■ Stored data
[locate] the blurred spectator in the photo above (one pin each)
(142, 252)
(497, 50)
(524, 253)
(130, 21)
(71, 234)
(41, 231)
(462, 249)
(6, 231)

■ What is required
Please update the rows above by changing "spectator" to "onlooker" and keep everything else the same.

■ Answer to the exercise
[locate] the blurred onlooker in the photo above (one pin each)
(142, 252)
(497, 50)
(524, 253)
(130, 21)
(71, 234)
(41, 231)
(462, 249)
(6, 231)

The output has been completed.